EXTRACTED INFORMATION:

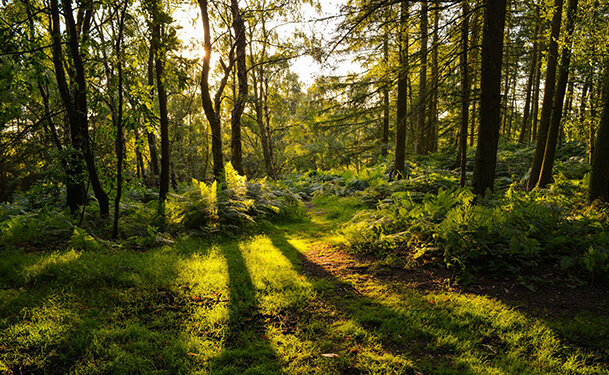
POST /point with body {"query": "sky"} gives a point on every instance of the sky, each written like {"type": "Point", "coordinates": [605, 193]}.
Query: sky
{"type": "Point", "coordinates": [191, 32]}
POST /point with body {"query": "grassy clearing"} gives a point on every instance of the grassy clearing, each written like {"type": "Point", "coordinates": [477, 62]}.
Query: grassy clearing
{"type": "Point", "coordinates": [259, 305]}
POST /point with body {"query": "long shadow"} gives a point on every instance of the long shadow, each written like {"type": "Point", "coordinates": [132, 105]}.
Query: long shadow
{"type": "Point", "coordinates": [246, 347]}
{"type": "Point", "coordinates": [417, 331]}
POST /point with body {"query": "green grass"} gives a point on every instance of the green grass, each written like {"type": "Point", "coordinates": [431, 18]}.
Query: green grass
{"type": "Point", "coordinates": [246, 307]}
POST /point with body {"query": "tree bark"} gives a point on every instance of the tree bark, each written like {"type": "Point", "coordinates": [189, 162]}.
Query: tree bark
{"type": "Point", "coordinates": [548, 96]}
{"type": "Point", "coordinates": [432, 134]}
{"type": "Point", "coordinates": [159, 66]}
{"type": "Point", "coordinates": [208, 106]}
{"type": "Point", "coordinates": [385, 89]}
{"type": "Point", "coordinates": [154, 154]}
{"type": "Point", "coordinates": [599, 176]}
{"type": "Point", "coordinates": [490, 96]}
{"type": "Point", "coordinates": [526, 116]}
{"type": "Point", "coordinates": [75, 102]}
{"type": "Point", "coordinates": [545, 176]}
{"type": "Point", "coordinates": [422, 126]}
{"type": "Point", "coordinates": [402, 100]}
{"type": "Point", "coordinates": [465, 87]}
{"type": "Point", "coordinates": [240, 44]}
{"type": "Point", "coordinates": [120, 141]}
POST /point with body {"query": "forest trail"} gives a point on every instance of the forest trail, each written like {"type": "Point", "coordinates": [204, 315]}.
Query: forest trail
{"type": "Point", "coordinates": [289, 300]}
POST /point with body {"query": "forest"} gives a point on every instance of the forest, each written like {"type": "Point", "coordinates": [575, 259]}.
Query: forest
{"type": "Point", "coordinates": [304, 187]}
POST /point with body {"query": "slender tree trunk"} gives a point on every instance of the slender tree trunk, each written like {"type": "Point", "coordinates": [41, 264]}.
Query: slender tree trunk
{"type": "Point", "coordinates": [599, 176]}
{"type": "Point", "coordinates": [208, 107]}
{"type": "Point", "coordinates": [240, 43]}
{"type": "Point", "coordinates": [545, 176]}
{"type": "Point", "coordinates": [535, 111]}
{"type": "Point", "coordinates": [76, 106]}
{"type": "Point", "coordinates": [526, 116]}
{"type": "Point", "coordinates": [402, 106]}
{"type": "Point", "coordinates": [465, 87]}
{"type": "Point", "coordinates": [120, 141]}
{"type": "Point", "coordinates": [159, 65]}
{"type": "Point", "coordinates": [548, 96]}
{"type": "Point", "coordinates": [385, 89]}
{"type": "Point", "coordinates": [474, 57]}
{"type": "Point", "coordinates": [432, 136]}
{"type": "Point", "coordinates": [154, 154]}
{"type": "Point", "coordinates": [490, 96]}
{"type": "Point", "coordinates": [422, 126]}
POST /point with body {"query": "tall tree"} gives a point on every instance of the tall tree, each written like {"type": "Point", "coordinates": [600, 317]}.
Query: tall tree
{"type": "Point", "coordinates": [548, 95]}
{"type": "Point", "coordinates": [545, 176]}
{"type": "Point", "coordinates": [465, 87]}
{"type": "Point", "coordinates": [599, 176]}
{"type": "Point", "coordinates": [422, 124]}
{"type": "Point", "coordinates": [240, 46]}
{"type": "Point", "coordinates": [402, 100]}
{"type": "Point", "coordinates": [75, 102]}
{"type": "Point", "coordinates": [490, 96]}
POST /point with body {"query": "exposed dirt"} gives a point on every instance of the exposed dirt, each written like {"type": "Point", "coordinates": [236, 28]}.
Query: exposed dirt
{"type": "Point", "coordinates": [548, 297]}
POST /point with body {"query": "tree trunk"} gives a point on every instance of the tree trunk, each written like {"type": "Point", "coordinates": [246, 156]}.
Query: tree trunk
{"type": "Point", "coordinates": [599, 176]}
{"type": "Point", "coordinates": [154, 154]}
{"type": "Point", "coordinates": [76, 107]}
{"type": "Point", "coordinates": [240, 44]}
{"type": "Point", "coordinates": [548, 96]}
{"type": "Point", "coordinates": [422, 127]}
{"type": "Point", "coordinates": [526, 116]}
{"type": "Point", "coordinates": [432, 135]}
{"type": "Point", "coordinates": [490, 96]}
{"type": "Point", "coordinates": [402, 105]}
{"type": "Point", "coordinates": [208, 107]}
{"type": "Point", "coordinates": [545, 176]}
{"type": "Point", "coordinates": [385, 89]}
{"type": "Point", "coordinates": [474, 56]}
{"type": "Point", "coordinates": [464, 93]}
{"type": "Point", "coordinates": [159, 65]}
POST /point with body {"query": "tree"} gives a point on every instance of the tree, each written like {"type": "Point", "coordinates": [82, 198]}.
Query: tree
{"type": "Point", "coordinates": [548, 96]}
{"type": "Point", "coordinates": [465, 87]}
{"type": "Point", "coordinates": [75, 103]}
{"type": "Point", "coordinates": [599, 176]}
{"type": "Point", "coordinates": [402, 100]}
{"type": "Point", "coordinates": [239, 105]}
{"type": "Point", "coordinates": [490, 96]}
{"type": "Point", "coordinates": [545, 176]}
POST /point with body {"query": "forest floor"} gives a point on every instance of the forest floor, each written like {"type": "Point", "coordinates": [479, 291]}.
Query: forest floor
{"type": "Point", "coordinates": [290, 300]}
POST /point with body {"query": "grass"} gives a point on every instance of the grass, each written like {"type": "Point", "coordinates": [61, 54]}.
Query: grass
{"type": "Point", "coordinates": [259, 305]}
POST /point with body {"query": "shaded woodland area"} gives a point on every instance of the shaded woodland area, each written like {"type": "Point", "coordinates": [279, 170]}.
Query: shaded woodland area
{"type": "Point", "coordinates": [434, 200]}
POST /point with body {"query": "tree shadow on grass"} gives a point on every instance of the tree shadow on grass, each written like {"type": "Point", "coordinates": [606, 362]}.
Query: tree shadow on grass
{"type": "Point", "coordinates": [246, 346]}
{"type": "Point", "coordinates": [435, 336]}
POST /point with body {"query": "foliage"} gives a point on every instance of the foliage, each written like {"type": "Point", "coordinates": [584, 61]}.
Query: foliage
{"type": "Point", "coordinates": [511, 232]}
{"type": "Point", "coordinates": [230, 205]}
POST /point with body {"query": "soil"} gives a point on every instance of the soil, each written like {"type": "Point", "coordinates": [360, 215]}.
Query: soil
{"type": "Point", "coordinates": [550, 296]}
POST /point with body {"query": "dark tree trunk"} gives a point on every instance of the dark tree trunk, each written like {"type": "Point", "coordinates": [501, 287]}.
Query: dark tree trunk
{"type": "Point", "coordinates": [490, 96]}
{"type": "Point", "coordinates": [526, 116]}
{"type": "Point", "coordinates": [154, 154]}
{"type": "Point", "coordinates": [159, 65]}
{"type": "Point", "coordinates": [432, 134]}
{"type": "Point", "coordinates": [75, 103]}
{"type": "Point", "coordinates": [465, 87]}
{"type": "Point", "coordinates": [422, 126]}
{"type": "Point", "coordinates": [402, 100]}
{"type": "Point", "coordinates": [548, 96]}
{"type": "Point", "coordinates": [474, 57]}
{"type": "Point", "coordinates": [385, 89]}
{"type": "Point", "coordinates": [599, 176]}
{"type": "Point", "coordinates": [120, 141]}
{"type": "Point", "coordinates": [240, 44]}
{"type": "Point", "coordinates": [208, 105]}
{"type": "Point", "coordinates": [545, 176]}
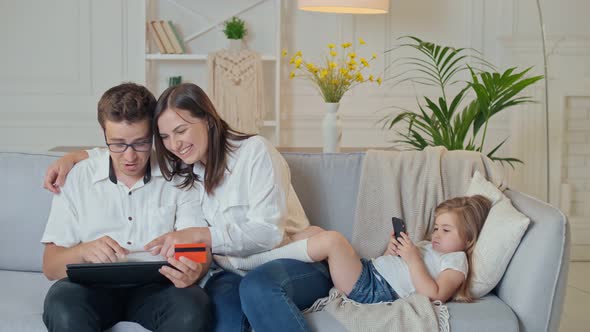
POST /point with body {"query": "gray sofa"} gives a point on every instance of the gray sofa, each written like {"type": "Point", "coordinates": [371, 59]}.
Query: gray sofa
{"type": "Point", "coordinates": [529, 297]}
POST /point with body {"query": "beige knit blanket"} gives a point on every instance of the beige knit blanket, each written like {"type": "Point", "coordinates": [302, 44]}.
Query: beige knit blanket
{"type": "Point", "coordinates": [407, 184]}
{"type": "Point", "coordinates": [414, 313]}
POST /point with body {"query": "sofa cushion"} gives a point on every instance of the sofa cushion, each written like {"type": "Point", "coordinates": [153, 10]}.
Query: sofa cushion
{"type": "Point", "coordinates": [499, 237]}
{"type": "Point", "coordinates": [24, 208]}
{"type": "Point", "coordinates": [486, 314]}
{"type": "Point", "coordinates": [327, 186]}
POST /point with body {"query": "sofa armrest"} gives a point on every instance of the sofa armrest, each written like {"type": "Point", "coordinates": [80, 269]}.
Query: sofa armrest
{"type": "Point", "coordinates": [535, 280]}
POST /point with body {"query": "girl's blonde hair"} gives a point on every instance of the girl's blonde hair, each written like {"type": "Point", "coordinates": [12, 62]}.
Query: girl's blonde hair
{"type": "Point", "coordinates": [472, 212]}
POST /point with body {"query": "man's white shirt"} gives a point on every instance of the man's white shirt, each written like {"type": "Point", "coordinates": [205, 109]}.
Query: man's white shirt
{"type": "Point", "coordinates": [90, 206]}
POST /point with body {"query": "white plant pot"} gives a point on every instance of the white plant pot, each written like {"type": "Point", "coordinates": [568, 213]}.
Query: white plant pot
{"type": "Point", "coordinates": [331, 128]}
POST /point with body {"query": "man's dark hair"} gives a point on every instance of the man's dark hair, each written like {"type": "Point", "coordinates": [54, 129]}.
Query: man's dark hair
{"type": "Point", "coordinates": [127, 102]}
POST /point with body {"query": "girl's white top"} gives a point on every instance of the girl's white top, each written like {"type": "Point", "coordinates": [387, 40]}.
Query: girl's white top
{"type": "Point", "coordinates": [396, 272]}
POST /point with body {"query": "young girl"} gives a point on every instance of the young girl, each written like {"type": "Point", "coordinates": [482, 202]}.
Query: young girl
{"type": "Point", "coordinates": [437, 268]}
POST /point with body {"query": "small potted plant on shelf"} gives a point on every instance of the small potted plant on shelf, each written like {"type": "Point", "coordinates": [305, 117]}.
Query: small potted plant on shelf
{"type": "Point", "coordinates": [235, 30]}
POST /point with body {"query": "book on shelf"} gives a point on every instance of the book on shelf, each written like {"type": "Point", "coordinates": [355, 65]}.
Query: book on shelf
{"type": "Point", "coordinates": [174, 37]}
{"type": "Point", "coordinates": [162, 35]}
{"type": "Point", "coordinates": [156, 38]}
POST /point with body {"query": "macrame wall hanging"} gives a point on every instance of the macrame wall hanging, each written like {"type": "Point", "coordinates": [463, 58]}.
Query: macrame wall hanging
{"type": "Point", "coordinates": [235, 87]}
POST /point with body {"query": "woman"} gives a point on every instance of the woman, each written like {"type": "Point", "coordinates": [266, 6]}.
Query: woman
{"type": "Point", "coordinates": [250, 205]}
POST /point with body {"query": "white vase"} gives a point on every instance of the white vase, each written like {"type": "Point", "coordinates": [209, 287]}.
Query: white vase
{"type": "Point", "coordinates": [331, 128]}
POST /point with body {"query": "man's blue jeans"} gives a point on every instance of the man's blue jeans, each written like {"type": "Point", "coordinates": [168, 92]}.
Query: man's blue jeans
{"type": "Point", "coordinates": [269, 298]}
{"type": "Point", "coordinates": [157, 307]}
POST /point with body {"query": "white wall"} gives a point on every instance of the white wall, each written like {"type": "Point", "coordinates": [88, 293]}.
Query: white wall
{"type": "Point", "coordinates": [58, 57]}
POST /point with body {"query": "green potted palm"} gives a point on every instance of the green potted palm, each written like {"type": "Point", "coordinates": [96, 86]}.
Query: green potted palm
{"type": "Point", "coordinates": [235, 30]}
{"type": "Point", "coordinates": [453, 121]}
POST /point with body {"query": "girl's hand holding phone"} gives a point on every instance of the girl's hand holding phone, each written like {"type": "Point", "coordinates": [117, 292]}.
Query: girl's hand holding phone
{"type": "Point", "coordinates": [406, 249]}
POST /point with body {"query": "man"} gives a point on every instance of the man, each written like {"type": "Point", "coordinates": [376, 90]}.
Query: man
{"type": "Point", "coordinates": [110, 207]}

AIM OF THE TASK: From the records above, transcribe exactly the run of lines that opens with the line holding "Query: beige knit blanket" and closes with the line holding "the man's dark", both included.

ANSWER SPACE:
Query: beige knit blanket
{"type": "Point", "coordinates": [407, 184]}
{"type": "Point", "coordinates": [414, 313]}
POST /point with body {"query": "sofa cushion"} gives a point on every instance of the sofa cushion, each written like {"type": "Point", "coordinates": [153, 10]}.
Query: sofa cushion
{"type": "Point", "coordinates": [499, 237]}
{"type": "Point", "coordinates": [24, 208]}
{"type": "Point", "coordinates": [486, 314]}
{"type": "Point", "coordinates": [327, 186]}
POST /point with body {"query": "sofa armrest"} gives a point on every instance of the sofa armrest, each written like {"type": "Point", "coordinates": [80, 269]}.
Query: sofa armrest
{"type": "Point", "coordinates": [535, 280]}
POST /point with body {"query": "girl's blonde hair"} gives a point on every instance of the girl's blonde hair, each written like {"type": "Point", "coordinates": [12, 62]}.
Query: girl's blonde hair
{"type": "Point", "coordinates": [472, 212]}
POST /point with body {"query": "man's white shirt"} gives a point on every instance of the man's white shirt, each written like {"type": "Point", "coordinates": [205, 109]}.
Query: man's white shirt
{"type": "Point", "coordinates": [90, 206]}
POST /point with body {"query": "white plant pot"} gives a point on every instance of the white plant pot, each written like {"type": "Point", "coordinates": [568, 213]}.
Query: white plant pot
{"type": "Point", "coordinates": [331, 128]}
POST /point with body {"query": "man's dark hair"} gives a point on every instance of the man's dark hair, each written like {"type": "Point", "coordinates": [54, 129]}.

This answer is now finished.